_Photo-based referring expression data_
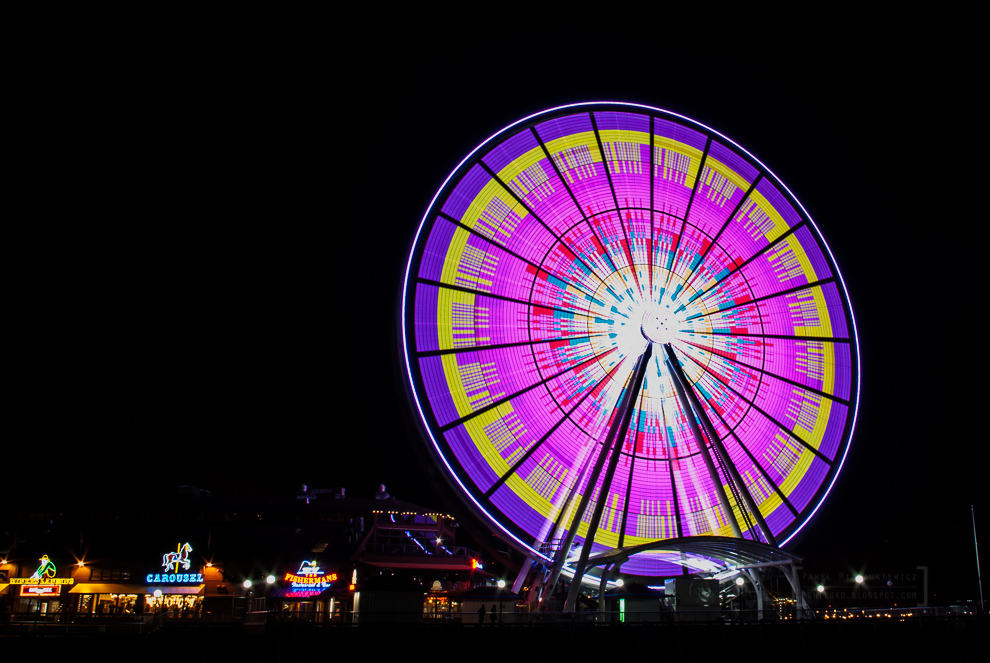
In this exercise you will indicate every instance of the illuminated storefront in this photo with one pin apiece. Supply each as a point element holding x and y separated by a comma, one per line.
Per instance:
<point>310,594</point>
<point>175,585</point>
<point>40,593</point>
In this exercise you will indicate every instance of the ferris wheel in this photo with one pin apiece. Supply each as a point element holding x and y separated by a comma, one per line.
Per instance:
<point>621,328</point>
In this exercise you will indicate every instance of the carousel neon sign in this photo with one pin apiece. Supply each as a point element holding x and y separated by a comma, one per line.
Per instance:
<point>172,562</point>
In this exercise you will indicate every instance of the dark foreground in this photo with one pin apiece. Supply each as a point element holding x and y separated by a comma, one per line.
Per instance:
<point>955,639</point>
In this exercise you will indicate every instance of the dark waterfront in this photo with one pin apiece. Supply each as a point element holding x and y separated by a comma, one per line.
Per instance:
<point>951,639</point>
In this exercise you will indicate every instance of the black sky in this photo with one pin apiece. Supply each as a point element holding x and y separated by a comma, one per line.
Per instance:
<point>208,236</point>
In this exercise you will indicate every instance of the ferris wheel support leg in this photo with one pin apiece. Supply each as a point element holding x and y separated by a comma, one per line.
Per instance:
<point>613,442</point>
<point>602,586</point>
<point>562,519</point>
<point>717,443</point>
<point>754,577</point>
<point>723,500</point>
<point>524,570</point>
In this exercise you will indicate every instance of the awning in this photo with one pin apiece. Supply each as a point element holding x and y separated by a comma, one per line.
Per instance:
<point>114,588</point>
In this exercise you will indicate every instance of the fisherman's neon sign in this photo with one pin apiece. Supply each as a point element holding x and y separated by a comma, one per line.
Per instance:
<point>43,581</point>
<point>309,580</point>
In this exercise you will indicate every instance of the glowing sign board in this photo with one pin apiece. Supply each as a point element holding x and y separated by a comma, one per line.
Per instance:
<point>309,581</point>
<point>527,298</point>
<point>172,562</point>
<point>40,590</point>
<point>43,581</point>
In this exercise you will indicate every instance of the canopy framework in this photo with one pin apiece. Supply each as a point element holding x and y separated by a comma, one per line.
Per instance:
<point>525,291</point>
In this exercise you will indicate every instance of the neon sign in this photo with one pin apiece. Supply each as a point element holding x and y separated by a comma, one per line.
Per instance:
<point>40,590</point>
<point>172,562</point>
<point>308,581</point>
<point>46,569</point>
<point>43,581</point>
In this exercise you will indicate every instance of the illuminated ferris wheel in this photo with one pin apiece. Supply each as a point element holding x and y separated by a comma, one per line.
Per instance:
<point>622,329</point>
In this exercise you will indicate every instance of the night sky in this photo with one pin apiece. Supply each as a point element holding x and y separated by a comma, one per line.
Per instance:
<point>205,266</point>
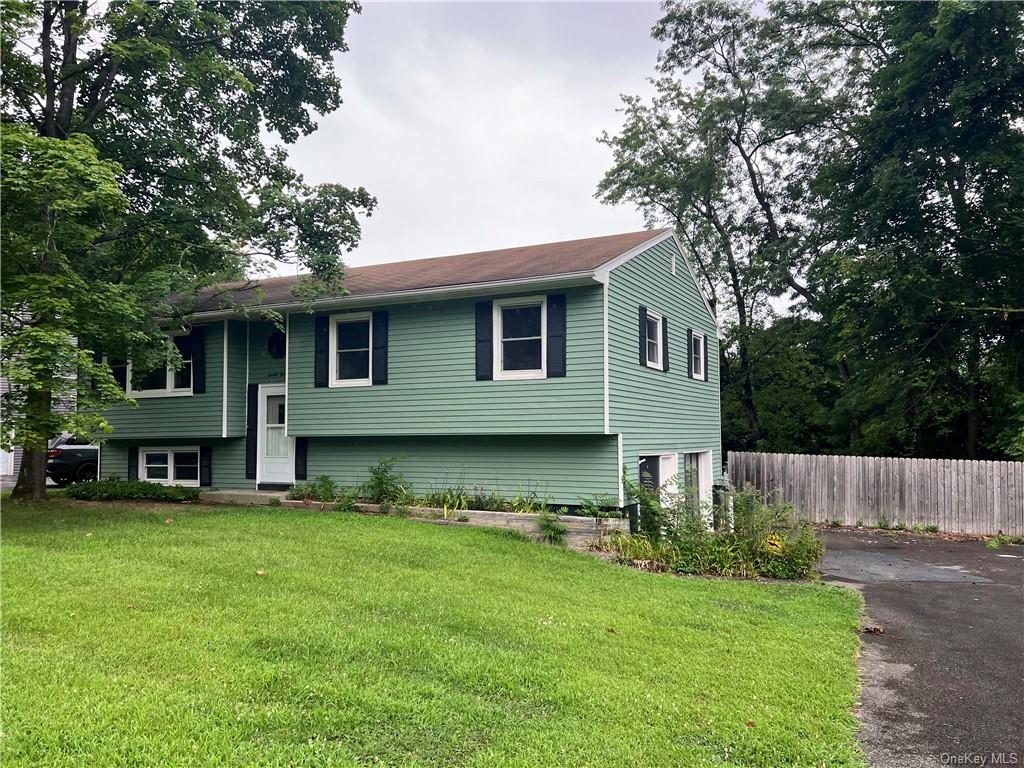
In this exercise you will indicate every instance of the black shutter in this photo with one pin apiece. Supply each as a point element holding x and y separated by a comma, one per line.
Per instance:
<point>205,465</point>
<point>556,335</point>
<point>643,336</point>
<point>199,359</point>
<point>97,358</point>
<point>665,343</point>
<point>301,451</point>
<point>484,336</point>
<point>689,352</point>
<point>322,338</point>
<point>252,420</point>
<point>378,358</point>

_Problem requirements_
The word is "neon". Copy every line above where it appears.

_Answer to the problem_
In this exercise you will indicate every instance of the carousel neon sign in this photo with one pin apiece. Supply each as a point element holding x and y separated by a comma, one per line.
In this exercise you will indicate every instance of the fisherman's neon sign in this photo with one pin apiece. Supply each as a point element holding x and y separated by a comma, one per line.
In this exercise you will indicate every instance of the neon sign in this photo with one pin apiece. Supply each as a point element holding x and y separated by a comma, one per line.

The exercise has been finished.